Task >>
In the excerpt on the sheet transfer mechanism, what form may the power actuator that operates the rocking lever take?

Extract provided >>
######
Transfer mechanism for operating the grippers 24, 42 is indicated at 50 in FIG. 2. Such mechanism includes a first cam 51 interposable in the path of movement of grippers 24 on the main conveyor and a second cam 52 interposable in the path of gripper 42 on the transfer drum. A linkage is provided for alternatively interposing the cams 51, 52 to establish transferring and non-transferring modes. Such linkage includes a rocking lever 53 mounted on shaft 54 and having first and second points of connection 55, 56. Pinned to the latter is a drop link 57 having a point of connection 58 at its lower end to the lever 59 of dog-leg shape. For operating the lever 53 a power actuator 60 is provided which may, for example, be in the form of a solenoid working against a return spring 61. The transfer mechanism 50 is illustrated in the actuated "transfer" mode, with the solenoid 60 being sucked in and with the rocking lever 53 in its clockwise-rocked position, the return spring being in the stressed or extended state. Under such conditions the cam 51 is interposed in the path of movement of the gripper 24 so that such gripper is opened as it reaches the transfer station, thereby releasing the gripped sheet. The second cam is, however, rocked by the drop link 57 counterclockwise into its retracted, or silenced, position in which it is clear of the gripper 42 so that such gripper is free to close upon the sheet released from gripper 24. It will be understood that the gripper 42 has the usual means for causing the gripper to close at the transfer station free of the influence of the cam 52.
As a result the sheet is transferred from the main conveyor 20 onto the transfer drum 41 from which the sheet is picked up by one of the grippers 46 on the auxiliary conveyor 43. The auxiliary conveyor, it will be understood, includes conventional means (not shown) for triggering release of the sheet above the auxiliary delivery pile 47.
When the actuator 60 is de-energized, accompanied by contraction of the return spring 61 and counterclockwise rotation of the rocking lever 53, the functions of the two cams 51, 52 are, in effect, interchanged. That is, the cam 51 is rotated into a retracted or silenced condition in which it held clear of the grippers 24 on the main conveyor so that such grippers are able to traverse the transfer station without opening, that is, without releasing the sheets which they respectively carry. However, counterclockwise rocking movement of the lever 53 thrusts the drop link 57 downwardly, thereby rotating the lever 59 clockwise to bring the cam 52 thereon into the path of movement of the gripper 42 on the transfer drum. This disables the gripper 42, holding it open, as the gripper passes the point of transfer so that the gripper on the drum is incapable of receiving the sheet passing on the main conveyor. The sheet therefore continues travelling on the conveyor until the gripper reaches a point above the main delivery pile 30 where the sheet is released, by conventional means (not shown), upon the top of the pile.
######
Material provided >>
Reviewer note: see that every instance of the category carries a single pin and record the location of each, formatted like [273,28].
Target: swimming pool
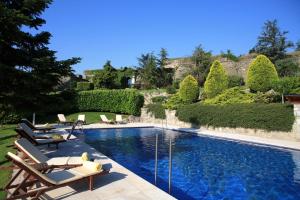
######
Result of this task >>
It may be a solenoid working against a return spring.